Task requirements >>
Your job is to print the listing exactly.

Supplied information >>
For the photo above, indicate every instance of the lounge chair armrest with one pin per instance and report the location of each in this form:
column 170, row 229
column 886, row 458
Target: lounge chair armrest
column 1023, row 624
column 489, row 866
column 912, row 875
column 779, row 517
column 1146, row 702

Written reply >>
For the photo above, indicate every instance of the lounge chair armrest with one pin per instance and report the location of each in this form:
column 170, row 229
column 886, row 458
Target: lounge chair armrest
column 1023, row 624
column 489, row 866
column 912, row 875
column 779, row 517
column 1146, row 702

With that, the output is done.